# [Text]
My sister and broke out into muted laughter to the absolute horror of my grandparents (my father sort of tilted his head, nodded, in semi-agreement with us), “She hasn’t had a stroke…she’s overdosed on prescription pills and the finest tequila this side of the Rio Grande! What’s WRONG WITH YOU PEOPLE?!”

The doctors got very uncomfortable at that point and ordered a slew of toxicology tests. And of course we were correct in our medical diagnosis. She landed in a 72-hour psych-hold where she convinced the doctors her family poisoned her and they let her go. Oh no, no evidence of psychosis there! Poor thing – I’m sorry really that no doctor ever got past her beauty and seductive ways to properly diagnose her: bipolar disorder I, the heavy duty BPD, the one where a person can move from grandiosity and euphoria to suicidal ideation all within mere hours. At the time they called it, manic-depressive disorder.

Dearest mama.

Today, whenever any of the three of us get a little loopy on alcohol or whatever other substance might be lying around, or whenever we allow ourselves to sink into dramatic misery, we say we are embracing our “inner Lila.” Lila was our mother’s nickname. To embrace that part of us is to love her, is to appreciate the part of her we thought we hated.

What do they say about looking in a mirror?

# [Data provided]
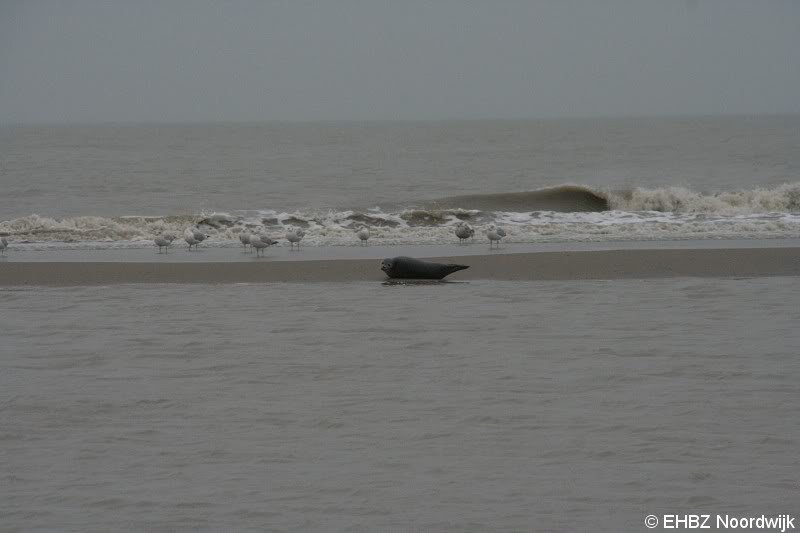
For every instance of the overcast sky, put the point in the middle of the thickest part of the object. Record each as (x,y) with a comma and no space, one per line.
(196,60)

# [Problem to work on]
Copy the entire passage about Lila word for word. Rely only on the passage about Lila.

# [Task result]
My sister and broke out into muted laughter to the absolute horror of my grandparents (my father sort of tilted his head, nodded, in semi-agreement with us), “She hasn’t had a stroke…she’s overdosed on prescription pills and the finest tequila this side of the Rio Grande! What’s WRONG WITH YOU PEOPLE?!”

The doctors got very uncomfortable at that point and ordered a slew of toxicology tests. And of course we were correct in our medical diagnosis. She landed in a 72-hour psych-hold where she convinced the doctors her family poisoned her and they let her go. Oh no, no evidence of psychosis there! Poor thing – I’m sorry really that no doctor ever got past her beauty and seductive ways to properly diagnose her: bipolar disorder I, the heavy duty BPD, the one where a person can move from grandiosity and euphoria to suicidal ideation all within mere hours. At the time they called it, manic-depressive disorder.

Dearest mama.

Today, whenever any of the three of us get a little loopy on alcohol or whatever other substance might be lying around, or whenever we allow ourselves to sink into dramatic misery, we say we are embracing our “inner Lila.” Lila was our mother’s nickname. To embrace that part of us is to love her, is to appreciate the part of her we thought we hated.

What do they say about looking in a mirror?